-- Start Supplied information --
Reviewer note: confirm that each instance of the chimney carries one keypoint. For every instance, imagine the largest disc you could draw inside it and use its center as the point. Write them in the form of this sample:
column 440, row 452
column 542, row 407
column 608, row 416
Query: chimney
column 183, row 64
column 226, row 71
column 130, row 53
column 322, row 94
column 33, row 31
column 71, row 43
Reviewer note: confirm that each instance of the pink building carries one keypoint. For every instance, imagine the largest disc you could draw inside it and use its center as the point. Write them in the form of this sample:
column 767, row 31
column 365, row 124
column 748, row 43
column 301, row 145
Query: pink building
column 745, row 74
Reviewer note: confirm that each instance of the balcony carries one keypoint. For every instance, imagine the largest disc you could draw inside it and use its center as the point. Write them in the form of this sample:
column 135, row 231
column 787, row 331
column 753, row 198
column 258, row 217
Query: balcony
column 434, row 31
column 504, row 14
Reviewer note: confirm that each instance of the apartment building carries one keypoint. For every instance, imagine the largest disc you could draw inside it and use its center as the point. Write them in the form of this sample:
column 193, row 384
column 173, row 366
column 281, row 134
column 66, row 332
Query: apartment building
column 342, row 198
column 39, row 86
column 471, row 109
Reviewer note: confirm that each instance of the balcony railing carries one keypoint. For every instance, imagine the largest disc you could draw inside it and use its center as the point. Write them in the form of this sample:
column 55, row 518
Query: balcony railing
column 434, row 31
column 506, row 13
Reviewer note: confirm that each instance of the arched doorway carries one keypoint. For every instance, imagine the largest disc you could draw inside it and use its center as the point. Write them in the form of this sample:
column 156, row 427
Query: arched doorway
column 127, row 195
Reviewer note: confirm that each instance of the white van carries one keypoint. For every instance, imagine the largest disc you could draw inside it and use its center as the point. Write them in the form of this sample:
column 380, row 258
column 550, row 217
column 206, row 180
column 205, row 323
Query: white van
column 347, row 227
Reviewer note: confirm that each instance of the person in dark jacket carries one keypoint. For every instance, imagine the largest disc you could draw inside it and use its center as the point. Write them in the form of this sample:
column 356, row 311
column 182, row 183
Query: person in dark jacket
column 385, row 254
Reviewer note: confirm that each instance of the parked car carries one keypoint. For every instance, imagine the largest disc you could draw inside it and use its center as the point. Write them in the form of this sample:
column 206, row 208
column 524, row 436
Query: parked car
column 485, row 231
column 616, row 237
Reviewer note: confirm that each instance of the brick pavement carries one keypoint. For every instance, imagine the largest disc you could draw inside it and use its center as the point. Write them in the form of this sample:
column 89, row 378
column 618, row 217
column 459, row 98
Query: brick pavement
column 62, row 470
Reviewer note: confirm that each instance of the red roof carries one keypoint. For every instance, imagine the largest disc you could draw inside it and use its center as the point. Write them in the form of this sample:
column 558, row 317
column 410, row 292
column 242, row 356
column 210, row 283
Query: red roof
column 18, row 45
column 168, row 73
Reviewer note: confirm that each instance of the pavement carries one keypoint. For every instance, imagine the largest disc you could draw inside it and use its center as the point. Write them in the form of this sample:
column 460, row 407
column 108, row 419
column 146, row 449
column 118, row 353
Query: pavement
-- End Supplied information --
**Short task:**
Copy every line of the listing above verbatim, with no changes.

**Final result:**
Reviewer note: confirm that each instance of the chimney carries one keypoint. For every instance, imagine the largest disc you could draw inside it and use its center as the point. Write them in the form of this sample:
column 440, row 452
column 542, row 407
column 608, row 416
Query: chimney
column 183, row 64
column 226, row 71
column 130, row 53
column 322, row 94
column 33, row 31
column 71, row 43
Reviewer note: confirm that each instance of the pink building carries one keypoint. For every instance, imagine the largest disc you could draw inside it and use its center as the point. Write them in the form of this sample:
column 767, row 31
column 365, row 124
column 748, row 43
column 301, row 145
Query: pink building
column 745, row 74
Reviewer note: confirm that each instance of the balcony carries one keypoint. For every instance, imagine the largest disc you could draw inside it and use its center as the point. Write them in the form of this sample:
column 135, row 231
column 787, row 331
column 753, row 198
column 258, row 217
Query: balcony
column 434, row 31
column 504, row 14
Reviewer note: confirm that each instance of the apartment building carries one keypoint. For every instance, imagine the largest disc you could draw inside it and use its center as the point. Write them in the form of this sample:
column 193, row 384
column 173, row 366
column 281, row 134
column 66, row 332
Query: apartment building
column 342, row 198
column 39, row 86
column 471, row 109
Reviewer note: confirm that each instance of the balcony railing carries one keypoint. For every instance, imagine the largest disc you could draw inside it and use its center as the point. Write them in the form of this sample:
column 55, row 518
Query: balcony railing
column 434, row 31
column 506, row 13
Reviewer note: confirm that each instance of the arched doorway carries one keypoint. For every instance, imagine the largest disc you could draw inside it and use its center as the point. Write them in the form of this sample:
column 156, row 427
Query: arched doorway
column 127, row 195
Reviewer note: confirm that each instance of the white van carries one keypoint. For every instance, imagine the largest disc you could draw inside it and use its center as the point. Write them in the form of this sample:
column 380, row 258
column 550, row 217
column 206, row 180
column 205, row 323
Query: white van
column 347, row 227
Reviewer note: confirm that each instance of the person in dark jacket carries one keypoint. For every instance, imagine the largest disc you could draw inside it and use its center as the point. Write them in the form of this sample:
column 356, row 311
column 182, row 183
Query: person in dark jacket
column 385, row 254
Reviewer note: confirm that each instance of the parked car carries one keypoint. For every instance, imagine the largest disc you could draw inside it and use its center as the point. Write them in the form of this sample:
column 206, row 208
column 524, row 436
Query: parked car
column 485, row 231
column 616, row 237
Reviewer note: confirm that each instance of the brick pavement carries one keypoint. For every instance, imagine the largest disc you could draw inside it and use its center as the point. Write them in the form of this sample:
column 89, row 378
column 618, row 217
column 459, row 98
Query: brick pavement
column 62, row 470
Reviewer note: confirm that each instance of the red roof carries one keypoint. For every instance, imagine the largest disc you could draw inside it and use its center as the point. Write them in the form of this sample:
column 558, row 317
column 410, row 292
column 242, row 356
column 210, row 283
Query: red roof
column 18, row 45
column 168, row 73
Reviewer note: confirm that each instance of the pavement carries one keypoint. For every instance, imagine the largest disc you could draw inside it and use its center as the point. Write them in the form of this sample:
column 460, row 407
column 108, row 419
column 146, row 449
column 118, row 353
Query: pavement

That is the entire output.